Data rows »
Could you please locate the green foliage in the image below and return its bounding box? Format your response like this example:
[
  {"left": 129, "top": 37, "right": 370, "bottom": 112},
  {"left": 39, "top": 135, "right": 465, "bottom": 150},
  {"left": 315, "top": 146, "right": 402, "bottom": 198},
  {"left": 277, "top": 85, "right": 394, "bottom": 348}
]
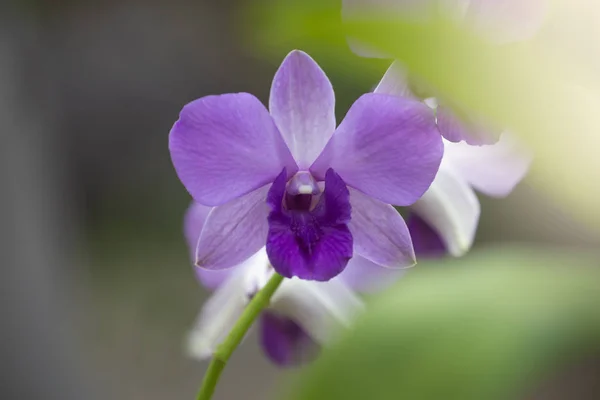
[{"left": 288, "top": 249, "right": 600, "bottom": 400}]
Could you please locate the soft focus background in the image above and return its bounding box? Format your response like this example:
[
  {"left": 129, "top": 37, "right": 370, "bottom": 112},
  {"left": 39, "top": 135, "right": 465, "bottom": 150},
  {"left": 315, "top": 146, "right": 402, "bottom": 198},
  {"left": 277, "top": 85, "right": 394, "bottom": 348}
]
[{"left": 0, "top": 0, "right": 600, "bottom": 400}]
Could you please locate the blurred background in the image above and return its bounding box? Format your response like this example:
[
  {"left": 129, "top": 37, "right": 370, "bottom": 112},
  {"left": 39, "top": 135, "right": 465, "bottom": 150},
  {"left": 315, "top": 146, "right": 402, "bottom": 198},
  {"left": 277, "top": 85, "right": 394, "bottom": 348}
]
[{"left": 0, "top": 0, "right": 600, "bottom": 400}]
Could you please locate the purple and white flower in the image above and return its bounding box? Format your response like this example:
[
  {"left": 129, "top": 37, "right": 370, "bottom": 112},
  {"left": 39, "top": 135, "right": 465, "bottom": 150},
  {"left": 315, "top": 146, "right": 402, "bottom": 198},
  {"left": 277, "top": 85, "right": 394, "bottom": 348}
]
[
  {"left": 375, "top": 62, "right": 532, "bottom": 256},
  {"left": 169, "top": 51, "right": 443, "bottom": 281},
  {"left": 184, "top": 203, "right": 404, "bottom": 366}
]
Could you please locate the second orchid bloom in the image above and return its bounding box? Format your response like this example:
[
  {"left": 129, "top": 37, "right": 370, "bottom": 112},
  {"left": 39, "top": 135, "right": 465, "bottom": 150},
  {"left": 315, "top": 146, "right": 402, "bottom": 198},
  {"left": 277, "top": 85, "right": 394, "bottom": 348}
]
[{"left": 169, "top": 51, "right": 443, "bottom": 281}]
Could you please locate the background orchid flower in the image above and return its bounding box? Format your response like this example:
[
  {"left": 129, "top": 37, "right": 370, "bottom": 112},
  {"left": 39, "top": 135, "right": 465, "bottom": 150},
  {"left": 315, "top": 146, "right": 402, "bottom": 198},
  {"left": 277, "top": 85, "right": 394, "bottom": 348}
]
[
  {"left": 169, "top": 51, "right": 443, "bottom": 281},
  {"left": 375, "top": 62, "right": 531, "bottom": 256},
  {"left": 342, "top": 0, "right": 547, "bottom": 144},
  {"left": 184, "top": 203, "right": 386, "bottom": 365}
]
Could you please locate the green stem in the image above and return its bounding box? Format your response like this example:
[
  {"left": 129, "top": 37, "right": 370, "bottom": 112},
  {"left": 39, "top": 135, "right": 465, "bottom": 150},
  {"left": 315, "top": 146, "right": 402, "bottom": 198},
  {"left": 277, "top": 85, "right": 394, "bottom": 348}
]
[{"left": 196, "top": 272, "right": 283, "bottom": 400}]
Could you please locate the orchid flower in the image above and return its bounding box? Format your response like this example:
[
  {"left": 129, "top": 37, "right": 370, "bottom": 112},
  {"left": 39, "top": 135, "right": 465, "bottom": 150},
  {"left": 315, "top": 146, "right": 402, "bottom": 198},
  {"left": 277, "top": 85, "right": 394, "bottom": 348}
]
[
  {"left": 169, "top": 50, "right": 443, "bottom": 281},
  {"left": 375, "top": 62, "right": 531, "bottom": 256},
  {"left": 184, "top": 203, "right": 403, "bottom": 366},
  {"left": 342, "top": 0, "right": 547, "bottom": 145}
]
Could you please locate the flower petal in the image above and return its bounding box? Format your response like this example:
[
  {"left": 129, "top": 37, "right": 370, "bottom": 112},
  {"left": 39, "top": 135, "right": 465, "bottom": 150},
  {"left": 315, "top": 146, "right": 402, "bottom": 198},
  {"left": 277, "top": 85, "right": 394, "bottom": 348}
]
[
  {"left": 267, "top": 170, "right": 352, "bottom": 281},
  {"left": 436, "top": 105, "right": 498, "bottom": 145},
  {"left": 260, "top": 311, "right": 319, "bottom": 367},
  {"left": 183, "top": 202, "right": 212, "bottom": 264},
  {"left": 337, "top": 255, "right": 406, "bottom": 293},
  {"left": 187, "top": 270, "right": 250, "bottom": 359},
  {"left": 169, "top": 93, "right": 297, "bottom": 206},
  {"left": 196, "top": 185, "right": 269, "bottom": 270},
  {"left": 269, "top": 50, "right": 335, "bottom": 170},
  {"left": 271, "top": 278, "right": 364, "bottom": 345},
  {"left": 310, "top": 93, "right": 443, "bottom": 205},
  {"left": 444, "top": 132, "right": 532, "bottom": 197},
  {"left": 194, "top": 247, "right": 272, "bottom": 290},
  {"left": 406, "top": 213, "right": 448, "bottom": 258},
  {"left": 411, "top": 165, "right": 480, "bottom": 257},
  {"left": 183, "top": 202, "right": 233, "bottom": 289},
  {"left": 348, "top": 189, "right": 415, "bottom": 268},
  {"left": 373, "top": 61, "right": 415, "bottom": 98}
]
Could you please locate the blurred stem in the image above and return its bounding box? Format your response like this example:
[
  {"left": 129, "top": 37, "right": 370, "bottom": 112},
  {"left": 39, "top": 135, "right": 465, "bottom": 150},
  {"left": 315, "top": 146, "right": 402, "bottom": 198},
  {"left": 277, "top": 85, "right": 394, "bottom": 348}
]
[{"left": 196, "top": 272, "right": 284, "bottom": 400}]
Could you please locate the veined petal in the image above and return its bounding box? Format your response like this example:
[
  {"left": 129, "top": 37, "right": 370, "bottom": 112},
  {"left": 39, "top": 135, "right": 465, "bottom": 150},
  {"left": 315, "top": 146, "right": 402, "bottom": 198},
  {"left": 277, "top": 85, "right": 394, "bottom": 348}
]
[
  {"left": 337, "top": 255, "right": 406, "bottom": 293},
  {"left": 411, "top": 165, "right": 480, "bottom": 257},
  {"left": 436, "top": 105, "right": 498, "bottom": 145},
  {"left": 260, "top": 310, "right": 319, "bottom": 367},
  {"left": 183, "top": 202, "right": 212, "bottom": 264},
  {"left": 348, "top": 189, "right": 415, "bottom": 268},
  {"left": 187, "top": 247, "right": 273, "bottom": 359},
  {"left": 444, "top": 132, "right": 532, "bottom": 197},
  {"left": 196, "top": 185, "right": 269, "bottom": 270},
  {"left": 406, "top": 213, "right": 448, "bottom": 259},
  {"left": 271, "top": 278, "right": 364, "bottom": 345},
  {"left": 169, "top": 93, "right": 297, "bottom": 206},
  {"left": 183, "top": 202, "right": 233, "bottom": 289},
  {"left": 269, "top": 50, "right": 335, "bottom": 169},
  {"left": 310, "top": 93, "right": 443, "bottom": 205}
]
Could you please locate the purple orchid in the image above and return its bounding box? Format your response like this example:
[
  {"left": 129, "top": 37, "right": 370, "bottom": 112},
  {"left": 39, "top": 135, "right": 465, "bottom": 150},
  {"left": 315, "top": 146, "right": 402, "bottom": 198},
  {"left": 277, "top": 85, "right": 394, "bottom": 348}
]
[
  {"left": 169, "top": 51, "right": 443, "bottom": 281},
  {"left": 184, "top": 203, "right": 405, "bottom": 366},
  {"left": 375, "top": 62, "right": 532, "bottom": 257}
]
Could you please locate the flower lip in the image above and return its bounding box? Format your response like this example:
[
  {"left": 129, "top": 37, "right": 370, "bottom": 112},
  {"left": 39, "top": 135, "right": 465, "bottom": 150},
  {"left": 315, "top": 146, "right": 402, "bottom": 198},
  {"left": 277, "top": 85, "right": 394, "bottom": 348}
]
[{"left": 267, "top": 169, "right": 353, "bottom": 281}]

Given exercise »
Which lines in the records above contain the string "purple" with matching case? Copy each of those lines in full.

Solution to this task »
Could you please locate the purple and white flower in the image above and return its bounding box? Format your response like this example:
Could you please locate the purple orchid in the image above and return its bounding box? Format your response like this example:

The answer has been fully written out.